**Objectif**
Restituez intégralement, sans rien y changer, le passage ci-dessous sur la Déclaration des droits de l'homme et les Nations unies.

Une Déclaration Universelle des Droits de l'Homme a été écrite depuis, mais les élus n'en ont que faire. Les libertés individuelles sont de plus en plus réduites, les inégalités sont de plus en plus flagrantes et, en ce qui concerne la fraternité, on n'en voit pas la couleur dans le nouvel ordre mondial ! Les guerres n'ont pas cessé et la guerre économique fait rage. Les droits humains ne sont plus défendus et le contrôle social par la police et l'armée menace dangereusement les libertés individuelles. Sans contrôle du pouvoir, sans contre-pouvoir et sans opposition possible, la société civile meurt.
Nous contestons donc la validité intrinsèque de la Déclaration des Droits de l'Homme et nous constatons amèrement que cet instrument d'une justice si imparfaite n'a même pas reçu un commencement d'application. Hélas ! Les hommes se contentent de légiférer comme s'il était suffisant de promulguer une loi pour la voir appliquer. En plus, non contents (les hommes) d'avoir érigé des monuments nationaux (les États) sur ce socle des droits de l'homme, ils ont voulu en bâtir un gigantesque en commun : les Nations unies. Là, la farce prend des proportions grandioses à tous les niveaux. But suprême de l'organisation : la paix dans le monde. La paix oui. mais où est-elle ? La paix oui, mais sans le pouvoir de la défendre. A ce point les partisans des organisations en général vont nous dire : les Nations Unies ne peuvent pas imposer leurs lois aux États, chaque Etat étant souverain. A quoi bon alors signer un record ? Où est-elle cette union ? Qu'ils ne nous parlent pas de l'utopie libertaire, parIons plutôt alors de l'utopie coûteuse des Nations Unies, gardienne des droits de l'homme mais incapable de maintenir la paix et la justice !

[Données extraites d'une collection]
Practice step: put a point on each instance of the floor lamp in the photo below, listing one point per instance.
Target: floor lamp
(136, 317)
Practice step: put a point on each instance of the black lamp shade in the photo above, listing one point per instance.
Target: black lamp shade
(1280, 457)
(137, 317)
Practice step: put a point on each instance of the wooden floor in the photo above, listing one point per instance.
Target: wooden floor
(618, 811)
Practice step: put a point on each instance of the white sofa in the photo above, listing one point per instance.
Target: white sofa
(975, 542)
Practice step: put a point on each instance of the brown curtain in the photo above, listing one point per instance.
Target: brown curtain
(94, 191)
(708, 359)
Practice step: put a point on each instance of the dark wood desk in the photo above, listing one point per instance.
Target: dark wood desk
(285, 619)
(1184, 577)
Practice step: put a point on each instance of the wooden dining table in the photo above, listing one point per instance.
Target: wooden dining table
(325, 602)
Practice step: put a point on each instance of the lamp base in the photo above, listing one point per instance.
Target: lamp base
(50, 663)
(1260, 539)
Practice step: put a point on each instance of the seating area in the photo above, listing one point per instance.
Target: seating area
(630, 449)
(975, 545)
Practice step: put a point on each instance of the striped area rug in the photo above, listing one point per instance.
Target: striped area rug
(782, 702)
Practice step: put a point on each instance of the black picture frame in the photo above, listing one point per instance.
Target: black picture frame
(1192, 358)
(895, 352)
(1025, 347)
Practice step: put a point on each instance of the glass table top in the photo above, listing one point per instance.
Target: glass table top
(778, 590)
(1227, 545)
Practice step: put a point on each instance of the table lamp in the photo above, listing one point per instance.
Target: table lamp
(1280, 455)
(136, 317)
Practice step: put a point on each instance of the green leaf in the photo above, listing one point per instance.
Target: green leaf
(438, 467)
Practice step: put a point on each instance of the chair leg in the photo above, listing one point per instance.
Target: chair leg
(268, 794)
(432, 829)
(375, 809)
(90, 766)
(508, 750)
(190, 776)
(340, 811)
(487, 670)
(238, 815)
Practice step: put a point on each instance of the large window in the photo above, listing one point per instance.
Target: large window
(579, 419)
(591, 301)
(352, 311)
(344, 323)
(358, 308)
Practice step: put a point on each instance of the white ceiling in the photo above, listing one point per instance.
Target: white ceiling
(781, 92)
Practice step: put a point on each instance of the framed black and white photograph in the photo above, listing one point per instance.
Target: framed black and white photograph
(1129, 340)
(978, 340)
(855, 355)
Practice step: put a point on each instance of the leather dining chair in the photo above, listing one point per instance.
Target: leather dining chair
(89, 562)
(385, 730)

**Réponse ci-dessous**
Une Déclaration Universelle des Droits de l'Homme a été écrite depuis, mais les élus n'en ont que faire. Les libertés individuelles sont de plus en plus réduites, les inégalités sont de plus en plus flagrantes et, en ce qui concerne la fraternité, on n'en voit pas la couleur dans le nouvel ordre mondial ! Les guerres n'ont pas cessé et la guerre économique fait rage. Les droits humains ne sont plus défendus et le contrôle social par la police et l'armée menace dangereusement les libertés individuelles. Sans contrôle du pouvoir, sans contre-pouvoir et sans opposition possible, la société civile meurt.
Nous contestons donc la validité intrinsèque de la Déclaration des Droits de l'Homme et nous constatons amèrement que cet instrument d'une justice si imparfaite n'a même pas reçu un commencement d'application. Hélas ! Les hommes se contentent de légiférer comme s'il était suffisant de promulguer une loi pour la voir appliquer. En plus, non contents (les hommes) d'avoir érigé des monuments nationaux (les États) sur ce socle des droits de l'homme, ils ont voulu en bâtir un gigantesque en commun : les Nations unies. Là, la farce prend des proportions grandioses à tous les niveaux. But suprême de l'organisation : la paix dans le monde. La paix oui. mais où est-elle ? La paix oui, mais sans le pouvoir de la défendre. A ce point les partisans des organisations en général vont nous dire : les Nations Unies ne peuvent pas imposer leurs lois aux États, chaque Etat étant souverain. A quoi bon alors signer un record ? Où est-elle cette union ? Qu'ils ne nous parlent pas de l'utopie libertaire, parIons plutôt alors de l'utopie coûteuse des Nations Unies, gardienne des droits de l'homme mais incapable de maintenir la paix et la justice !